▶ **WHAT IS NEEDED**
Reproduce the REXML parser documentation between "Peek at the" and "using this method.", inclusive.

▶ **PROVIDED TEXT**
Peek at the depth event in the stack. The first element on the stack is at depth 0. If depth is -1, will parse to the end of the input stream and return the last event, which is always :end_document. Be aware that this causes the stream to be parsed up to the depth event, so you can effectively pre-parse the entire document (pull the entire thing into memory) using this method.

[ GitHub ]

# File 'lib/rexml/parsers/baseparser.rb', line 229


def peek depth=0
  raise %Q[Illegal argument "#{depth}"] if depth < -1
  temp = []
  if depth == -1
    temp.push(pull()) until empty?
  else
    while @stack.size+temp.size < depth+1
      temp.push(pull())
    end
  end
  @stack += temp if temp.size > 0
  @stack[depth]
end

#pop_namespaces_restore (private)

[ GitHub ]

# File 'lib/rexml/parsers/baseparser.rb', line 634


def pop_namespaces_restore
  namespaces_restore = @namespaces_restore_stack.pop
  namespaces_restore.each do |prefix, uri|
    if uri.nil?
      @namespaces.delete(prefix)

▶ **ENTRIES PROVIDED**
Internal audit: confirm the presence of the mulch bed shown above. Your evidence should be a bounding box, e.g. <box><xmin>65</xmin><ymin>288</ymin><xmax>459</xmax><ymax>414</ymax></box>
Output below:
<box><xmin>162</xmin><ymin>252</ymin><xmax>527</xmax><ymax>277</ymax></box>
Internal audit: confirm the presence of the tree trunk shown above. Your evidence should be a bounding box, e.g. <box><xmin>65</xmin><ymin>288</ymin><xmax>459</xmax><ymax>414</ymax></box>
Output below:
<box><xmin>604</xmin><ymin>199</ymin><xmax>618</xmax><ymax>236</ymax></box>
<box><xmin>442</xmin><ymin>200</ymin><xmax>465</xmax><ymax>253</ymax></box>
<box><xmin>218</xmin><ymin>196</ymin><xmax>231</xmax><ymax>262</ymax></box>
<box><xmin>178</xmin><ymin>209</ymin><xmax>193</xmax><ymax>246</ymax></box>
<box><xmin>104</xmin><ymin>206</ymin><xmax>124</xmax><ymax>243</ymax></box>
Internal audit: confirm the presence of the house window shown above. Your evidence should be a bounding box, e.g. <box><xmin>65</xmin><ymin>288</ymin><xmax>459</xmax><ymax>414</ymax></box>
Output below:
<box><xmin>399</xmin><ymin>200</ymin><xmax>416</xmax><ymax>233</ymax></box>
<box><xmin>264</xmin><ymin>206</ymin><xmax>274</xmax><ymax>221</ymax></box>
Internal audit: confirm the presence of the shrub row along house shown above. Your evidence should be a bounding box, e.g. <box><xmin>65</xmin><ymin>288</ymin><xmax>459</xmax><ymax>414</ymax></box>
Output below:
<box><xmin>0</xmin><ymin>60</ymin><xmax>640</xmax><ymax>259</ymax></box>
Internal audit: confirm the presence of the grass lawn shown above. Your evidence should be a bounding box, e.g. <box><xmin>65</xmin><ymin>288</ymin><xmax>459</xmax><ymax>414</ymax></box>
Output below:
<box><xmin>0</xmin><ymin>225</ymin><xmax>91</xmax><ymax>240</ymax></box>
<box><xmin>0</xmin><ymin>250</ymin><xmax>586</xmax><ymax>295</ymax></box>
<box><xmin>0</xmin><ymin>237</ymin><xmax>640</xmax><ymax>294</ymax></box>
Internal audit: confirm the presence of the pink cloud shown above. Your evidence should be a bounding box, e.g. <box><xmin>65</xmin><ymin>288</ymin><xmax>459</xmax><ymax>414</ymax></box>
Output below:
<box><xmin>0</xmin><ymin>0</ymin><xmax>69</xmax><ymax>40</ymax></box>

▶ **TASK SOLUTION**
Peek at the depth event in the stack. The first element on the stack is at depth 0. If depth is -1, will parse to the end of the input stream and return the last event, which is always :end_document. Be aware that this causes the stream to be parsed up to the depth event, so you can effectively pre-parse the entire document (pull the entire thing into memory) using this method.